◆ ИЗБРАННЫЙ ФРАГМЕНТ:
___
Гирька и Давид

Jun 07, 2012 21:27



Мало того, что у нее сложилась типичная для людей «отфамильная» кличка, так она же была еще и толстенькая!
Девичья школьная форма советского образца была прелестна. Но не всегда, и не на всех. В начальной школе Гирька в школьной форме напоминала циркового зверя. Она была словно свинчена из шариков. И туловище ее напоминало шарик. Один шарик… Ее круглая мордашка с пылающим румянцем и зелеными кошачьими глазами была украшена двумя русыми косами, вечно опутанными неряшливыми, не поместившимися в них прядями; школьный фартук с перекрученными бретельками везде врезался ей в бока, плечи, спину. Оттого, что ее было со всех сторон «много» - Гирька была вечно грязная: в мелу, в пыли, в чернилах. Таких девочек много наснимали в «Ералаше» в виде однообразных типажей - маленьких «управдомов», командующих забитыми тонкошеими мальчишками. («Ералаш» мне не очень нравится именно своими типажами, слепленными грубо, без внимания и жалости к реальным детям, которые - по большей части - совсем не типажи. Если там есть толстяк - то обязательно тупой обжора и долдон. А то будто мало в детях страсти к травле - тут ее еще бездумно подразожгут! Впрочем, я не требую от «Ералаша» - сборника инсценированных школьных анекдотов большой психологической глубины и тонкости. Кесарю кесарево, слесарю слесарево. Так, к слову пришлось).


Гирька была чрезвычайно гордой, независимой и свободолюбивой. В этом она опередила в развитии нас всех. У нее уже в самом юном возрасте была уверенность в том, что она - личность и у нее есть права. Причем отстаивала свои права она не капризно, а мужественно. Никто не смел безнаказанно ее обидеть. Даже учитель. Уж я не говорю о мальчишках, которых «жирная туша», дикая, «бешеная» Гирька раздражала. Самим своим гордым и независимым видом, странными манерами и отсутствием желания что-то из себя изображать. Гордо задранным подбородком, шеей, не втянутой в полные плечики. Отсутствием готовности все время быть на стреме, и защищать зад от пинков и щипков, косы от дерганья, портфель от утаскивания и забрасывания его на дерево. Но любое из этих деяний имело последствия для тех, кто его совершил, неотвратимые и весьма плачевные: кулачки у Гирьки были - как гирьки.

Случай, о котором я хочу рассказать, произошел с Гирькой и с нами всеми в четвертом классе. Уроки рисования у нас происходили в кабинете, который его хозяин, наш учитель с говорящим именем-отчеством - Михаил Илларионович, оформил очень тщательно и старательно. На стенах висели репродукции знаменитых картин и гипсовые слепки, которые имели целью настроить нас на серьезный лад.
___
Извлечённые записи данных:
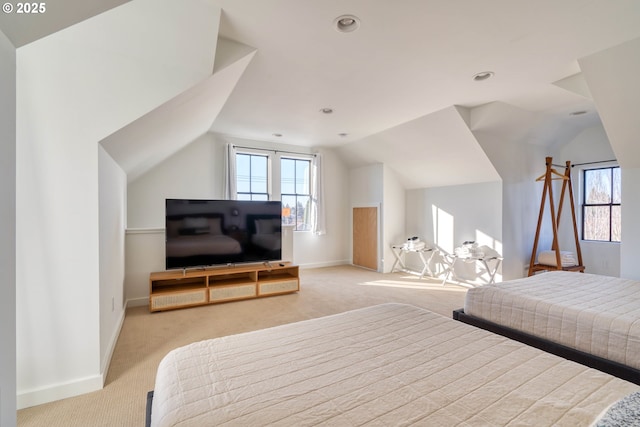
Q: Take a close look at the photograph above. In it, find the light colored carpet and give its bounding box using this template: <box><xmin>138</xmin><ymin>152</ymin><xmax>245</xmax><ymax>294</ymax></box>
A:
<box><xmin>18</xmin><ymin>266</ymin><xmax>466</xmax><ymax>427</ymax></box>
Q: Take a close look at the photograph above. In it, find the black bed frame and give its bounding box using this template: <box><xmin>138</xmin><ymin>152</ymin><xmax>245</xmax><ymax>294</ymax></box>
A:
<box><xmin>453</xmin><ymin>308</ymin><xmax>640</xmax><ymax>385</ymax></box>
<box><xmin>144</xmin><ymin>390</ymin><xmax>153</xmax><ymax>427</ymax></box>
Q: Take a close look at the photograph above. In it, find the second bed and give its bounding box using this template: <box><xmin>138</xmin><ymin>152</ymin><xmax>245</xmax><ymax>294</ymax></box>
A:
<box><xmin>454</xmin><ymin>271</ymin><xmax>640</xmax><ymax>383</ymax></box>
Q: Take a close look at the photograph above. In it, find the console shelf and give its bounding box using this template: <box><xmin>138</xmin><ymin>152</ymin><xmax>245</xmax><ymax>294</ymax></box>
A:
<box><xmin>149</xmin><ymin>263</ymin><xmax>300</xmax><ymax>312</ymax></box>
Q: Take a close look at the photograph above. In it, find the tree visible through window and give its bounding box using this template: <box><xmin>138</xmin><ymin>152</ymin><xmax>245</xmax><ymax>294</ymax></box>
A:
<box><xmin>280</xmin><ymin>158</ymin><xmax>311</xmax><ymax>231</ymax></box>
<box><xmin>236</xmin><ymin>153</ymin><xmax>269</xmax><ymax>200</ymax></box>
<box><xmin>582</xmin><ymin>167</ymin><xmax>622</xmax><ymax>242</ymax></box>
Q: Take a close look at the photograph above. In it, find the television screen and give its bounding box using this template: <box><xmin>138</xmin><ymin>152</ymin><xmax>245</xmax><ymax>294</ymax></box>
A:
<box><xmin>165</xmin><ymin>199</ymin><xmax>282</xmax><ymax>269</ymax></box>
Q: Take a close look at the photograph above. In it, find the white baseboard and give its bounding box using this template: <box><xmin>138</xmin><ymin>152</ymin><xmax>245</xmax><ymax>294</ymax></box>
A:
<box><xmin>100</xmin><ymin>309</ymin><xmax>126</xmax><ymax>387</ymax></box>
<box><xmin>17</xmin><ymin>375</ymin><xmax>103</xmax><ymax>409</ymax></box>
<box><xmin>299</xmin><ymin>260</ymin><xmax>351</xmax><ymax>269</ymax></box>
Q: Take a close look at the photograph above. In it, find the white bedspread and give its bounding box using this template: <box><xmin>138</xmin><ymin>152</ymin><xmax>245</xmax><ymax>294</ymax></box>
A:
<box><xmin>151</xmin><ymin>304</ymin><xmax>640</xmax><ymax>427</ymax></box>
<box><xmin>464</xmin><ymin>271</ymin><xmax>640</xmax><ymax>368</ymax></box>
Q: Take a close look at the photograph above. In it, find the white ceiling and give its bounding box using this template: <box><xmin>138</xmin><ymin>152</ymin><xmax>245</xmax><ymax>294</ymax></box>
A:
<box><xmin>0</xmin><ymin>0</ymin><xmax>640</xmax><ymax>188</ymax></box>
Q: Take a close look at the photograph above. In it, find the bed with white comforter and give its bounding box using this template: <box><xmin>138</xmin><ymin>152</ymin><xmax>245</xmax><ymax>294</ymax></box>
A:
<box><xmin>464</xmin><ymin>271</ymin><xmax>640</xmax><ymax>376</ymax></box>
<box><xmin>150</xmin><ymin>304</ymin><xmax>640</xmax><ymax>427</ymax></box>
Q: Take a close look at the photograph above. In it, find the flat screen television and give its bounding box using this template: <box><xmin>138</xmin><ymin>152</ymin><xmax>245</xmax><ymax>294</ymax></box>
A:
<box><xmin>165</xmin><ymin>199</ymin><xmax>282</xmax><ymax>269</ymax></box>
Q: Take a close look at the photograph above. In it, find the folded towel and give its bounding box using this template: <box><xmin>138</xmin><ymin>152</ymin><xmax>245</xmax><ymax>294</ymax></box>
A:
<box><xmin>538</xmin><ymin>251</ymin><xmax>578</xmax><ymax>267</ymax></box>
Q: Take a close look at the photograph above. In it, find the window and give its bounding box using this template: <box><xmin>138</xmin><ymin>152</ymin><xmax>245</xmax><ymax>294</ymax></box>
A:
<box><xmin>582</xmin><ymin>167</ymin><xmax>622</xmax><ymax>242</ymax></box>
<box><xmin>280</xmin><ymin>157</ymin><xmax>311</xmax><ymax>231</ymax></box>
<box><xmin>236</xmin><ymin>153</ymin><xmax>269</xmax><ymax>200</ymax></box>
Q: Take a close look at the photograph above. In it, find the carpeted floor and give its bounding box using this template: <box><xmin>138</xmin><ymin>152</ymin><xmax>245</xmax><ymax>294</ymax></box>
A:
<box><xmin>18</xmin><ymin>266</ymin><xmax>466</xmax><ymax>427</ymax></box>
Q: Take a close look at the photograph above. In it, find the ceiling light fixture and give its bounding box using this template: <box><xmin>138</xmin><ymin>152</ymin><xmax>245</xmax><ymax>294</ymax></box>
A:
<box><xmin>333</xmin><ymin>15</ymin><xmax>360</xmax><ymax>33</ymax></box>
<box><xmin>473</xmin><ymin>71</ymin><xmax>494</xmax><ymax>82</ymax></box>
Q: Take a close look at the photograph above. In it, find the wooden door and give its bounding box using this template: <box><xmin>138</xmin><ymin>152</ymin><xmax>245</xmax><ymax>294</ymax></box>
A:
<box><xmin>353</xmin><ymin>207</ymin><xmax>378</xmax><ymax>271</ymax></box>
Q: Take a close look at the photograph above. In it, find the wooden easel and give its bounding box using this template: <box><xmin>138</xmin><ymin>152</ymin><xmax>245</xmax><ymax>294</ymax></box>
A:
<box><xmin>529</xmin><ymin>157</ymin><xmax>584</xmax><ymax>276</ymax></box>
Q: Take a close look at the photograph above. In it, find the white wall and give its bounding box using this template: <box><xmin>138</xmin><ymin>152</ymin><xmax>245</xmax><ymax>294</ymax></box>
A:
<box><xmin>381</xmin><ymin>166</ymin><xmax>407</xmax><ymax>273</ymax></box>
<box><xmin>620</xmin><ymin>168</ymin><xmax>640</xmax><ymax>280</ymax></box>
<box><xmin>16</xmin><ymin>37</ymin><xmax>102</xmax><ymax>408</ymax></box>
<box><xmin>406</xmin><ymin>182</ymin><xmax>503</xmax><ymax>280</ymax></box>
<box><xmin>0</xmin><ymin>31</ymin><xmax>17</xmax><ymax>427</ymax></box>
<box><xmin>125</xmin><ymin>133</ymin><xmax>348</xmax><ymax>304</ymax></box>
<box><xmin>16</xmin><ymin>0</ymin><xmax>219</xmax><ymax>408</ymax></box>
<box><xmin>474</xmin><ymin>125</ymin><xmax>545</xmax><ymax>280</ymax></box>
<box><xmin>127</xmin><ymin>133</ymin><xmax>224</xmax><ymax>227</ymax></box>
<box><xmin>554</xmin><ymin>125</ymin><xmax>620</xmax><ymax>277</ymax></box>
<box><xmin>98</xmin><ymin>146</ymin><xmax>127</xmax><ymax>383</ymax></box>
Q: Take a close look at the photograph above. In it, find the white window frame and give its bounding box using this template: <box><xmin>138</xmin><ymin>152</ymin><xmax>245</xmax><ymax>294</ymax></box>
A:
<box><xmin>234</xmin><ymin>148</ymin><xmax>274</xmax><ymax>200</ymax></box>
<box><xmin>278</xmin><ymin>153</ymin><xmax>313</xmax><ymax>232</ymax></box>
<box><xmin>578</xmin><ymin>162</ymin><xmax>622</xmax><ymax>244</ymax></box>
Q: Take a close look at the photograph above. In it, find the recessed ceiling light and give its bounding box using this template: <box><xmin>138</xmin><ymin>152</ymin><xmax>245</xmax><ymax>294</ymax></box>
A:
<box><xmin>473</xmin><ymin>71</ymin><xmax>494</xmax><ymax>82</ymax></box>
<box><xmin>333</xmin><ymin>15</ymin><xmax>360</xmax><ymax>33</ymax></box>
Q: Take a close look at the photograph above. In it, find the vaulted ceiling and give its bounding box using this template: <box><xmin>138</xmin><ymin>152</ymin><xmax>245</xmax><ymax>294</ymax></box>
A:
<box><xmin>0</xmin><ymin>0</ymin><xmax>640</xmax><ymax>188</ymax></box>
___
◆ ПОСТАВЛЕННОЕ ЗАДАНИЕ 1:
Определите, соответствуют ли фрагменту о Гирьке утверждения: (a) Гирька была толстенькой; (b) описанный случай произошёл в пятом классе; (c) учителя рисования звали Михаил Илларионович. Для каждого ответьте «да» или «нет» и приведите точную цитату из фрагмента, на которой основан ответ.
◆ ПОСТАВЛЕННОЕ ЗАДАНИЕ 2:
Перечислите всё, чем, согласно фрагменту о Гирьке, она была вечно испачкана.

◆ РЕШЕНИЕ ЗАДАЧИ 1:
(a) Да: «так она же была еще и толстенькая!»
(b) Нет: «произошел с Гирькой и с нами всеми в четвертом классе».
(c) Да: «наш учитель с говорящим именем-отчеством - Михаил Илларионович».

◆ РЕШЕНИЕ ЗАДАЧИ 2:
Мел, пыль, чернила.